— Listed entries —
◇ ◇ ◇ ◇ ◇ ◇ ◇

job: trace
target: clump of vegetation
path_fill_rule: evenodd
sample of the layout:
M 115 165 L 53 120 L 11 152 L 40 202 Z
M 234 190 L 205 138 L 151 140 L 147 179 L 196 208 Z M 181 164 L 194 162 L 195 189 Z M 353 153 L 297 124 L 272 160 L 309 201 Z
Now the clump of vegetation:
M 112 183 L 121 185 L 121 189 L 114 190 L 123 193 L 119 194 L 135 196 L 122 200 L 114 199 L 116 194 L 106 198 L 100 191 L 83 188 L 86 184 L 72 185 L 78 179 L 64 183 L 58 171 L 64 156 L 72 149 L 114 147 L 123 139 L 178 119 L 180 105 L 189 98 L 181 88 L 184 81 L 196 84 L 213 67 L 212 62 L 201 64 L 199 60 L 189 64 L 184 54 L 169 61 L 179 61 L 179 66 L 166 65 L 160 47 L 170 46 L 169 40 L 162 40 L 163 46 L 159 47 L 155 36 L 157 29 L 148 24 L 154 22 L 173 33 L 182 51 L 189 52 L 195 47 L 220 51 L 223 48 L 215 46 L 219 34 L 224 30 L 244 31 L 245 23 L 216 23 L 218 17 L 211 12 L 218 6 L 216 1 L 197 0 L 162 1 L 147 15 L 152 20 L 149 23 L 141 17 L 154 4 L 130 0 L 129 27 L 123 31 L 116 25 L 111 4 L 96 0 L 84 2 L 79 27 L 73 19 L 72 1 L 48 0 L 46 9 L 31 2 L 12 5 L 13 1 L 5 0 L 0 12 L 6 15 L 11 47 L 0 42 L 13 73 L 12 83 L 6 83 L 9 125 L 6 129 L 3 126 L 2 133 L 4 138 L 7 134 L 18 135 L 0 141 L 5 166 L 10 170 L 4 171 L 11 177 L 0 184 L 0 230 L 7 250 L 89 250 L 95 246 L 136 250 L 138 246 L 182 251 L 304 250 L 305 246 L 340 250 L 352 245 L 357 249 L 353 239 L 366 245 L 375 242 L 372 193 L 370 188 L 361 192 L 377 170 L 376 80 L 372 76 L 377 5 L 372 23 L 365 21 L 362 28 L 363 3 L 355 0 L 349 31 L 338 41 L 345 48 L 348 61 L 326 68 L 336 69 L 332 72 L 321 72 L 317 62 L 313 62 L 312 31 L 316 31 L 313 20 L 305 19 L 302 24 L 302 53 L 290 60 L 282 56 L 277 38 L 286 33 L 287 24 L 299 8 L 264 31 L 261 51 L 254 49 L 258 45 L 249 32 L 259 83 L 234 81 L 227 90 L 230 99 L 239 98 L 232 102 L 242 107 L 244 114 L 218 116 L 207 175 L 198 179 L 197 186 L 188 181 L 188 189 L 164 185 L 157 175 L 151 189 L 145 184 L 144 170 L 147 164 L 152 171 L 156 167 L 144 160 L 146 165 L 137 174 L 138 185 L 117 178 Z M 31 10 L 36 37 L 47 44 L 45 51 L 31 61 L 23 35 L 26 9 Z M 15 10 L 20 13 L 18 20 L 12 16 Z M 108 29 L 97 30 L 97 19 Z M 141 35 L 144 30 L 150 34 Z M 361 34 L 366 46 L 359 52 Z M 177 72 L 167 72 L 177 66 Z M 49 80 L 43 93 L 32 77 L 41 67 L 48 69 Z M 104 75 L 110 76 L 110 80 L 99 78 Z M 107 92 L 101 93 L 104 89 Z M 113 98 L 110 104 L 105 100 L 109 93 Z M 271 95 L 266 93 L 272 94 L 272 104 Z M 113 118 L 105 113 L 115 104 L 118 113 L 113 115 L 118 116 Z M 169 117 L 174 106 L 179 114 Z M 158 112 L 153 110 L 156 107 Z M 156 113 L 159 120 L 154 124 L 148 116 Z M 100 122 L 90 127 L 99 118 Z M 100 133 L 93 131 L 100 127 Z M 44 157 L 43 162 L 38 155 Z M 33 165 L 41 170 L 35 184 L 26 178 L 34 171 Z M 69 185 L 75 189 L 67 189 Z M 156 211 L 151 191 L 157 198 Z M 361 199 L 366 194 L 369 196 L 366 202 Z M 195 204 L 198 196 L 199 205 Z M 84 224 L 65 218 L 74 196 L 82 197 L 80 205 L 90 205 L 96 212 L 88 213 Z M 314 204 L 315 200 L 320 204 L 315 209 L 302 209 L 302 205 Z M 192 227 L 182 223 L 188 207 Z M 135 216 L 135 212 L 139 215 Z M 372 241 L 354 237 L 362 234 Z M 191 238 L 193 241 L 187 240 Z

◇ ◇ ◇ ◇ ◇ ◇ ◇

— Task statement —
Reproduce the items from their first line through the line containing "Now the clump", switching every "vegetation" to "foliage" and leaving everything else unchanged.

— The completed task —
job: trace
target: clump of foliage
path_fill_rule: evenodd
sample of the layout:
M 115 165 L 53 120 L 11 152 L 40 202 Z
M 234 190 L 205 138 L 151 140 L 147 179 L 196 208 Z M 181 164 L 194 162 L 195 189 Z M 353 153 L 297 124 L 272 160 L 309 201 Z
Now the clump of foliage:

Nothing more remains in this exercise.